- Task directions -
In the answer, each entry below appears exactly as given, and no picture appears at all.

- Raw data -
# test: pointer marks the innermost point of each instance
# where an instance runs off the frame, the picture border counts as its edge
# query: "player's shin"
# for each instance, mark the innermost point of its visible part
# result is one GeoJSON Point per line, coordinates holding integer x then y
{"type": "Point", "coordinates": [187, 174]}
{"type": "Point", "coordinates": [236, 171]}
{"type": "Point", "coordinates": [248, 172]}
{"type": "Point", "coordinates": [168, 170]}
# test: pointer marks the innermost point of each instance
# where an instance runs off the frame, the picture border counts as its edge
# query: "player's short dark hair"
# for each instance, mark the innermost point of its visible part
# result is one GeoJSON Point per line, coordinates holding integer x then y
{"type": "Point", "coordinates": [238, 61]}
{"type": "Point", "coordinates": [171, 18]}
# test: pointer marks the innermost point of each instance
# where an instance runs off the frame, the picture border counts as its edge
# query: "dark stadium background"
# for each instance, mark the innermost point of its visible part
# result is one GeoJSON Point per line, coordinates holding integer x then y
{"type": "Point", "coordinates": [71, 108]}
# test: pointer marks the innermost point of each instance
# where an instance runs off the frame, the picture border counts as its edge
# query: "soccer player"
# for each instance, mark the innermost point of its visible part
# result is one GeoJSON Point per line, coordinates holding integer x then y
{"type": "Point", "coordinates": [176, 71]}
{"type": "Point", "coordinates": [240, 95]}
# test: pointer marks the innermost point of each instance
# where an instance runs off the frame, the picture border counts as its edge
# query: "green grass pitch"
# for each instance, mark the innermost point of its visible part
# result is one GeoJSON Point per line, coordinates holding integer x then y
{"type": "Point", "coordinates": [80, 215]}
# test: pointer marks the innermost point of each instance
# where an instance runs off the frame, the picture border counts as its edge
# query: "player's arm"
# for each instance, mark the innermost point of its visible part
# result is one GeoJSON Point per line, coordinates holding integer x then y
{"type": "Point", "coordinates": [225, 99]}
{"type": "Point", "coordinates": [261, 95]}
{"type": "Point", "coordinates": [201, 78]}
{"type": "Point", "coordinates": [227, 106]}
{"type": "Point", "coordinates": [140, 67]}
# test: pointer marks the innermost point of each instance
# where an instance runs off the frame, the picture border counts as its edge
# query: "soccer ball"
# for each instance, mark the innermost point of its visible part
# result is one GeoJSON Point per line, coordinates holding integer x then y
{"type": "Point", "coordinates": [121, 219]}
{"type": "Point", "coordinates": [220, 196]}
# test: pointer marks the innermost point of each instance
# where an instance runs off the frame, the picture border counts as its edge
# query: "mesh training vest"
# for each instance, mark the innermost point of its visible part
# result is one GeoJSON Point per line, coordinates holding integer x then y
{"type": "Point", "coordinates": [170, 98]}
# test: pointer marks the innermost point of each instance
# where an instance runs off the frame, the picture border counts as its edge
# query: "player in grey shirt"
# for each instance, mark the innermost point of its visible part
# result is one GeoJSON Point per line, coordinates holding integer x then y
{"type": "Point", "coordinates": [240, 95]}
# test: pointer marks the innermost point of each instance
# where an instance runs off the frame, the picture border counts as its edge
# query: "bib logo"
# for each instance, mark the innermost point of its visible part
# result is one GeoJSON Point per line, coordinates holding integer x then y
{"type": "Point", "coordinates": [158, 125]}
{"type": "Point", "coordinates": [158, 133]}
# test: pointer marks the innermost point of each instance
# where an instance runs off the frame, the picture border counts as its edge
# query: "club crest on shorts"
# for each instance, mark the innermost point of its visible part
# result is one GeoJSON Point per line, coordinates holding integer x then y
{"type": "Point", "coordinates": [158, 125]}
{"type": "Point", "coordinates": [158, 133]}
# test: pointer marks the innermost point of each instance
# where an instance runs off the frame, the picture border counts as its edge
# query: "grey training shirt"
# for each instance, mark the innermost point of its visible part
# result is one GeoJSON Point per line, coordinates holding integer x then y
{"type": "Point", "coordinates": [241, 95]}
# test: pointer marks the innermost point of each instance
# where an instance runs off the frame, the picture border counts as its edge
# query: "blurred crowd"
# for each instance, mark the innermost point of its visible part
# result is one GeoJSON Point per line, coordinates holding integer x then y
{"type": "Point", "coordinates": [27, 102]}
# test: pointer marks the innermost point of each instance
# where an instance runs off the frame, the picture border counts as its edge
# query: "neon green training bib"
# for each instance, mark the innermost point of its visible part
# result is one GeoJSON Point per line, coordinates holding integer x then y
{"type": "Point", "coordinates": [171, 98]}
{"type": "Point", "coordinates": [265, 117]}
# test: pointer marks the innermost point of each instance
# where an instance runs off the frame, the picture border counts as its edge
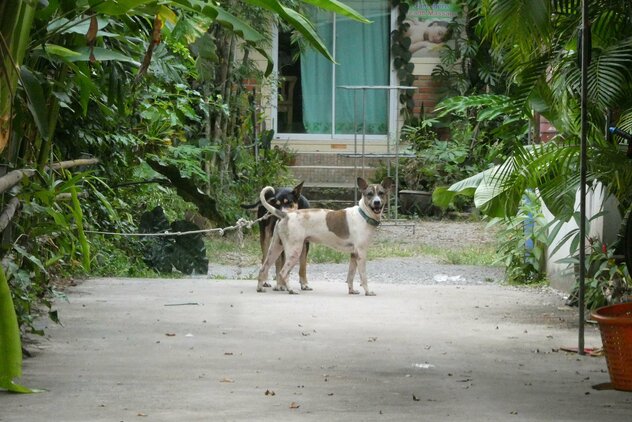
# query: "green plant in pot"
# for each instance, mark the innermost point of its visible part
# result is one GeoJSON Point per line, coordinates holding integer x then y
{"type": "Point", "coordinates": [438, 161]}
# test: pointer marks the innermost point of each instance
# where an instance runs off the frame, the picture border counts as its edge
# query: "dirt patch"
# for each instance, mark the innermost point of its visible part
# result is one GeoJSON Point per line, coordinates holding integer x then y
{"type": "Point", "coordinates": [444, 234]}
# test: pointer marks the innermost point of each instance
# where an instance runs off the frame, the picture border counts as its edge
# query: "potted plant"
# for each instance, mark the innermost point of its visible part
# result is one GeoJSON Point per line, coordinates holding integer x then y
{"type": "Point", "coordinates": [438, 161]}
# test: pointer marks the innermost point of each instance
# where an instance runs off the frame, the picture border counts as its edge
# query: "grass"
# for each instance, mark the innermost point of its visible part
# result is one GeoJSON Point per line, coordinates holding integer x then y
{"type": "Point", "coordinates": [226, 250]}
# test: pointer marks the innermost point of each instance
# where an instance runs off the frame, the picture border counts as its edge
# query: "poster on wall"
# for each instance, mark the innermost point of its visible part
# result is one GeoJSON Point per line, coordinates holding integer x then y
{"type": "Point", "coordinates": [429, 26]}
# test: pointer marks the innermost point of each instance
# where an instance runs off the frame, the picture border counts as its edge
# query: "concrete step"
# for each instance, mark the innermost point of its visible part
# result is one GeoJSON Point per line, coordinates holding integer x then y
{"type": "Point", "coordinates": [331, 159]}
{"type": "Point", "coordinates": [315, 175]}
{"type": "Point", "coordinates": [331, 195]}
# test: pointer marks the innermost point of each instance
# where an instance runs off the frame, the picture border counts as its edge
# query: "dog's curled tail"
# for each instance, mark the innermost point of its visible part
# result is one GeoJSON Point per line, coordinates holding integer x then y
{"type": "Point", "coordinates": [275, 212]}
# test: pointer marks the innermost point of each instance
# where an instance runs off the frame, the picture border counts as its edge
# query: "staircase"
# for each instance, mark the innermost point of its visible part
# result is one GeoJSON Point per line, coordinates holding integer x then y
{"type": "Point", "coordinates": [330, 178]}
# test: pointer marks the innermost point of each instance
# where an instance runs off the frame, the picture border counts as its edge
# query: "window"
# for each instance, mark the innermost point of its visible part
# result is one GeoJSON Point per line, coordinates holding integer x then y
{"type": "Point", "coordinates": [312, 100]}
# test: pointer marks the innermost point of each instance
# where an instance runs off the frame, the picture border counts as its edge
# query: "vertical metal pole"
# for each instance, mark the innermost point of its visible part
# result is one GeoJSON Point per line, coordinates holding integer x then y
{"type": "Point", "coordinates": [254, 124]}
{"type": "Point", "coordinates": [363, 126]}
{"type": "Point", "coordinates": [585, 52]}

- Response to this task -
# test: pointer marks the innermost point of each instance
# where an instance runs off the frame, the picture border counts as its edge
# query: "player's shin"
# for each instance, mark the innermost point of its visible part
# result is one GeoJSON Point per line, coordinates holding integer x then y
{"type": "Point", "coordinates": [187, 174]}
{"type": "Point", "coordinates": [236, 171]}
{"type": "Point", "coordinates": [248, 172]}
{"type": "Point", "coordinates": [168, 170]}
# test: pointer marks the innermost point of each instance
# where an instance runs off the frame, the picture border counts as its edge
# query: "player's short dark hair"
# for each instance, mark the innermost point of its visible part
# result is one GeoJSON Point per line, coordinates holding integer x then y
{"type": "Point", "coordinates": [238, 61]}
{"type": "Point", "coordinates": [171, 18]}
# test: pointer marks the innermost point of each instance
# where an instance runs off the frame, the picture border counts as its edge
# query: "dark stadium background"
# for each instance, mark the innermost point of its visible part
# result is one GeoJSON Point per line, coordinates holding integer x then y
{"type": "Point", "coordinates": [71, 108]}
# test: pointer marks the innermost point of each instance
# where an instance runs off the frame, the picture border counts as its edge
# query: "soccer player"
# for each instance, mark the innermost point of its visible part
# result is one GeoJSON Point per line, coordinates holding integer x then y
{"type": "Point", "coordinates": [176, 71]}
{"type": "Point", "coordinates": [240, 95]}
# test: pointer marks the innermost point of each instance
# where an instance runs off the frame, the picture border counts as its edge
# query: "green grass pitch"
# for each instance, mark the innermost point of its visible part
# result is one GeoJSON Point per line, coordinates holding integer x then y
{"type": "Point", "coordinates": [80, 215]}
# test: pointer marks the innermost point of each instance
# where an instance runs off the frame, the picture border counts as its edge
# query: "player's arm"
# for each instance, mark the innermost point of its visible part
# result is one GeoJSON Point per line, coordinates holding integer x then y
{"type": "Point", "coordinates": [225, 99]}
{"type": "Point", "coordinates": [261, 95]}
{"type": "Point", "coordinates": [201, 78]}
{"type": "Point", "coordinates": [227, 106]}
{"type": "Point", "coordinates": [140, 67]}
# test: pointer marks the innermost point of each instance
# where an instance runs off the frame, the picture border counts as its edge
# query: "soccer ball"
# for each instance, mark the innermost point of its visible part
# result is one GeoJSON Point per line, coordinates holding integer x then y
{"type": "Point", "coordinates": [121, 219]}
{"type": "Point", "coordinates": [220, 196]}
# test: pointer marks the innermost point of each instance
# where an instance runs off the frame, the picture border counts as its edge
# query: "mesh training vest"
# for each instance, mark the innermost point of its visible part
# result is one GeoJSON Point per line, coordinates holding integer x then y
{"type": "Point", "coordinates": [170, 98]}
# test: pointer marks the innermost point of each instance
# where an instance runs off the frame, the picture border counts as its edge
# query: "player in grey shirt"
# for each instance, mark the innermost point of its visible part
# result is one GeoJSON Point per line, coordinates holding integer x then y
{"type": "Point", "coordinates": [240, 95]}
# test: pointer marks the innermost point of each instance
# where an instance runs off the frame, the picture border counts as its edge
# query: "bib logo"
# for each instance, mark the innermost point of its visible part
# result is one GeoJSON Point per line, coordinates holding integer x then y
{"type": "Point", "coordinates": [158, 125]}
{"type": "Point", "coordinates": [158, 133]}
# test: pointer marks the innermost point of each instance
# where an instance runs off the frame, the picture border counts as its edge
# query: "club crest on shorts"
# for each instance, mark the innermost point of its visible part
# result is one GeoJSON Point per line, coordinates holding integer x then y
{"type": "Point", "coordinates": [158, 125]}
{"type": "Point", "coordinates": [158, 133]}
# test: pointer marks the innermost point of each instance
# where an instance runs off the frame, the picture border counts as its edge
# query: "grey training shirt"
# for each instance, mark the innermost point of its visible part
# result is one GeoJSON Point per line, coordinates holding integer x then y
{"type": "Point", "coordinates": [241, 95]}
# test: pointer marks the innermost point of each instance
# where an instance runs off the frame, the picture border counts as its edge
# query: "blurred crowd"
# for each instance, mark the innermost point of its visible part
# result is one GeoJSON Point per line, coordinates holding integer x then y
{"type": "Point", "coordinates": [27, 102]}
# test: pointer marks the innermost point of each instance
# where an instance runs off the frame, the picture border counts as its edge
# query: "neon green training bib"
# for each instance, mark the innermost point of its visible part
# result is one GeoJSON Point per line, coordinates holding integer x then y
{"type": "Point", "coordinates": [171, 98]}
{"type": "Point", "coordinates": [265, 117]}
# test: pointer marks the innermost point of each instance
# where an instance runs off the frame, the picture border counts as its edge
# query: "green plant in pot"
# for each instance, mark the innermost point of its visible part
# result is one GeoJSON Point per line, coordinates holding integer x then y
{"type": "Point", "coordinates": [438, 161]}
# test: pointer marks the innermost point of each instance
# where an instance runs off the frame, the picture border counts as its edge
# query: "dirt patch"
# for each instance, mark the innermost point of its visible part
# result is one GeoJSON Point per line, coordinates holding integer x then y
{"type": "Point", "coordinates": [444, 234]}
# test: pointer marks the innermost point of each instance
# where an instance runs off the frame, the picture border counts as its edge
# query: "potted plant"
# for each instance, mark the innermost point of its visible part
# result is one GeoJSON Point per line, coordinates holding integer x then y
{"type": "Point", "coordinates": [438, 161]}
# test: pointer marks the innermost point of each instance
# where an instance runs off the frame, the picture border counts as its edge
# query: "grass"
# for each instance, mark the innermost point of its visible part
# result is one GeoJSON Point per line, coordinates holding integer x then y
{"type": "Point", "coordinates": [226, 250]}
# test: pointer marks the innermost point of each instance
# where an instance runs off the frame, the picture border counts as its edge
# query: "poster on wall"
# for each instance, mark the innermost point of its visible part
# result is one GeoJSON Point per line, coordinates holding integer x then y
{"type": "Point", "coordinates": [429, 26]}
# test: pointer marks the innermost point of each instance
# where an instance runs off the frame, the picture border counts as its edge
# query: "concrete step"
# for each instance, mark the innermost point of its visible part
# result is one GeoJSON Point per line, coordinates holding integer x then y
{"type": "Point", "coordinates": [331, 159]}
{"type": "Point", "coordinates": [315, 175]}
{"type": "Point", "coordinates": [331, 195]}
# test: pointer marks the innermost point of each instance
# where an instance runs off the frame, the picture border counts as its edge
# query: "dog's curled tail"
# for each instance, mark the innermost point of its visible part
# result is one GeoJSON Point per line, coordinates holding integer x then y
{"type": "Point", "coordinates": [275, 212]}
# test: pointer marks the innermost point of each instance
# where an instance runs off the frame, the picture border counts as its edge
# query: "staircase"
# for each instance, mark the innermost point of its visible part
# result is one GeoJSON Point per line, coordinates holding integer x then y
{"type": "Point", "coordinates": [330, 178]}
# test: pointer marks the innermost point of each instance
# where an instance runs off the frame, the picture border counts as its edge
# query: "window"
# for each instance, mark the innermost point of its visible part
# result is one GeoJSON Point per line, coordinates holding integer x then y
{"type": "Point", "coordinates": [312, 100]}
# test: pointer marks the innermost point of each instance
# where an instance runs off the frame, the picture border counts as its edge
# query: "vertical metal pole"
# for each instance, mark the innermost point of its visible part
# result is one GeoJSON Point per line, coordinates holding integer x then y
{"type": "Point", "coordinates": [254, 124]}
{"type": "Point", "coordinates": [363, 126]}
{"type": "Point", "coordinates": [585, 52]}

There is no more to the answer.